**PROBLEM DESCRIPTION:** Rewrite the part of the records below that opens with the line containing "Every instance of the stairway" and closes with the line containing "[[824, 562]]" as a JSON list of strings, with one string per line and blank lines omitted.

........

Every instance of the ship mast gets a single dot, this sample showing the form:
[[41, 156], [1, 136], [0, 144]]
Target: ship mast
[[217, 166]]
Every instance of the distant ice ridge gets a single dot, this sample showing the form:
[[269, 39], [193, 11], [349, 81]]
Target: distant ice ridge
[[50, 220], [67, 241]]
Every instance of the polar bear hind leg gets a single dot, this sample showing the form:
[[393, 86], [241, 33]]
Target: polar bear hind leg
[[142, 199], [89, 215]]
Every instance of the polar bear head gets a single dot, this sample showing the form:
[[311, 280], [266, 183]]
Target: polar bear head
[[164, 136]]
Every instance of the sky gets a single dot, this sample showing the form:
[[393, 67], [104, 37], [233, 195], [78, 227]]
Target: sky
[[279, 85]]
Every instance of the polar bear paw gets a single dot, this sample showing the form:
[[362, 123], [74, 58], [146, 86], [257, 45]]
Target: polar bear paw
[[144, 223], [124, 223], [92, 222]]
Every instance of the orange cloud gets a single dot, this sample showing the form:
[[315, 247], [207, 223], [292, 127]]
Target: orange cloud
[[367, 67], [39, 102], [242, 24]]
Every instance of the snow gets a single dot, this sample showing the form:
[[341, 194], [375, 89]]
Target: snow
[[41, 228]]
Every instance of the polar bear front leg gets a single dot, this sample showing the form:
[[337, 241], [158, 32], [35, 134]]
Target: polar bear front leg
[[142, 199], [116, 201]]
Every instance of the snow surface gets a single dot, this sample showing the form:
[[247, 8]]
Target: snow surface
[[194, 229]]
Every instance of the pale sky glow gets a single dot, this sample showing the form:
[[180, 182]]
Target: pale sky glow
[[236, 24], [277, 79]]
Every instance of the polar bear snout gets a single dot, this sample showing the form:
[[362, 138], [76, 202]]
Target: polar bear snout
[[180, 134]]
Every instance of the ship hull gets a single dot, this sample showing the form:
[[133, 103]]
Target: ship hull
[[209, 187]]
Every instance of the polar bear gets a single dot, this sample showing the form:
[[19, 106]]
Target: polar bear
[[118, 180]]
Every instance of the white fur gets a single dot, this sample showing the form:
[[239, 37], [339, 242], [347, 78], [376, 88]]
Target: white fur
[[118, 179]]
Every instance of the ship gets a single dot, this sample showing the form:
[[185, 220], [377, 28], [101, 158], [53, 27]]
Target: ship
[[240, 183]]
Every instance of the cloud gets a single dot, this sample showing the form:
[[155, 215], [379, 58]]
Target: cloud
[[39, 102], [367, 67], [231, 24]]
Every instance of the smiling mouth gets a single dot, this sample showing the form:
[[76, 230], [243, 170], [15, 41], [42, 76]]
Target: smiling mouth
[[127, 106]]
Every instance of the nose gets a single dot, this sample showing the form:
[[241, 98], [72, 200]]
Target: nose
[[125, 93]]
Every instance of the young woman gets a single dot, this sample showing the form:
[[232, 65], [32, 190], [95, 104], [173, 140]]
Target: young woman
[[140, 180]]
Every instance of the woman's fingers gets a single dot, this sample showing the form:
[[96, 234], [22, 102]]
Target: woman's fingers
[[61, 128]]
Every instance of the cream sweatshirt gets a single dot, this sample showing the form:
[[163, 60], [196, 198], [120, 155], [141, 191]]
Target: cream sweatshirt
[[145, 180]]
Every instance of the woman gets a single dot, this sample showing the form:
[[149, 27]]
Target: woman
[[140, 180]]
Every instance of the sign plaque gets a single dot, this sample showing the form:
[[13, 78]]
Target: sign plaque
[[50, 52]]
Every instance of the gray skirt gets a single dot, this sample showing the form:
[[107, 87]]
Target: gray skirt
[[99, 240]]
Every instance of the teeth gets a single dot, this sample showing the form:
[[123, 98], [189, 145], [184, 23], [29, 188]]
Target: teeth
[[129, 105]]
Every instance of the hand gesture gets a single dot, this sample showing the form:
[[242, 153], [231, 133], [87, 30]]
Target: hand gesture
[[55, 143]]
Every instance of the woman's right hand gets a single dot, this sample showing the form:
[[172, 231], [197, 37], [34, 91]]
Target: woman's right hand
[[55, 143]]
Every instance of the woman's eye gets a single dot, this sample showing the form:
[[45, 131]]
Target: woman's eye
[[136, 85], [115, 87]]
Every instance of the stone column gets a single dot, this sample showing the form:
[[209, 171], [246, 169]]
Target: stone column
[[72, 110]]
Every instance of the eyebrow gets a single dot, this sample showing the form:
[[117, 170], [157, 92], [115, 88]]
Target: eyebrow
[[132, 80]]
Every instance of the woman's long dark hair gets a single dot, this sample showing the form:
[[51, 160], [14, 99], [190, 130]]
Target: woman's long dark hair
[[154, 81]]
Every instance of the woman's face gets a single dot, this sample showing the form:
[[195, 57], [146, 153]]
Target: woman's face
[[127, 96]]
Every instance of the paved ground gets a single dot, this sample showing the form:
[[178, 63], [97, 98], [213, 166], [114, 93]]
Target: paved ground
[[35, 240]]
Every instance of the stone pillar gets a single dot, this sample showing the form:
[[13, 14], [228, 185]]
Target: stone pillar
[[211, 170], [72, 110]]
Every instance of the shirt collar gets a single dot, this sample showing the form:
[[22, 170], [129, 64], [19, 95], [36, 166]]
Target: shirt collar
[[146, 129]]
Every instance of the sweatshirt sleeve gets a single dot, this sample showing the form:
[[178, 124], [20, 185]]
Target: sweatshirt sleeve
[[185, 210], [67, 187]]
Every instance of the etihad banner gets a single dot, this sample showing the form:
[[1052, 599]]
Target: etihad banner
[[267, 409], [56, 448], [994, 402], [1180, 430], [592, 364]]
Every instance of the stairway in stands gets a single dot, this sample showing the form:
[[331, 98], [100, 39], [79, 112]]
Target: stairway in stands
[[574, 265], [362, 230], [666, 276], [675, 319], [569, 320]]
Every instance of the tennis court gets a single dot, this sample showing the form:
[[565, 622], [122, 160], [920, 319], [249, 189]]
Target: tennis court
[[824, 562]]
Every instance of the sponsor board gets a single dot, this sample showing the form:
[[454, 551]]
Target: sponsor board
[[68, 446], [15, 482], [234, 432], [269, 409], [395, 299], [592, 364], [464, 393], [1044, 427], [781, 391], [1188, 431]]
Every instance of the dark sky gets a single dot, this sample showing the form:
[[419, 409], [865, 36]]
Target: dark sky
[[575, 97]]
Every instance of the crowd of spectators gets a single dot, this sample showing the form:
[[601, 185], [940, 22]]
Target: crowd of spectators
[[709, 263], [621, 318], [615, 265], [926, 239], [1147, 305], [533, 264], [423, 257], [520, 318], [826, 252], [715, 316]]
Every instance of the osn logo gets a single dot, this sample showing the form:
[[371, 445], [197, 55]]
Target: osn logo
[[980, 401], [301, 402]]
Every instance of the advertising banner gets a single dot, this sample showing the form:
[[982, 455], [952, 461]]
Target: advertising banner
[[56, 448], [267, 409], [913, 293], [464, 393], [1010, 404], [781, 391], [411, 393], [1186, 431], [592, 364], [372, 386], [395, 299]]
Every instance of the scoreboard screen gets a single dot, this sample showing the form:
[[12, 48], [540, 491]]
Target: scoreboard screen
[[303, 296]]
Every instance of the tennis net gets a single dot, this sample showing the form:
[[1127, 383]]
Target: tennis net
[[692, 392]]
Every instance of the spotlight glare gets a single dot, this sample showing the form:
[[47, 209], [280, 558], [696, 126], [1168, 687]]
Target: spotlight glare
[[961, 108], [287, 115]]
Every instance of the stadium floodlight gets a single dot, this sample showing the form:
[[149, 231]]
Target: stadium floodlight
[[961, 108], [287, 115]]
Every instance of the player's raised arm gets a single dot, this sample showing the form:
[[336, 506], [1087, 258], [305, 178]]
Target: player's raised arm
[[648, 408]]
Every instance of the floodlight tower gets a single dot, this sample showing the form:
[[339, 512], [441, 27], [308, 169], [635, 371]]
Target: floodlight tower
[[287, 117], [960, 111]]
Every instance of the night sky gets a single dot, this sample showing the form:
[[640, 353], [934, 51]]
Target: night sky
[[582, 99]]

........

**TASK SOLUTION:**
[
  "Every instance of the stairway in stands gets a single dot, this sample showing the form:",
  "[[331, 98], [100, 39], [79, 112]]",
  "Target: stairway in stands",
  "[[574, 265], [362, 230], [666, 276], [675, 319], [569, 320]]",
  "Every instance of the tennis court gets a single dot, this sample showing the form:",
  "[[565, 622], [122, 160], [920, 319], [249, 189]]",
  "Target: tennis court",
  "[[824, 562]]"
]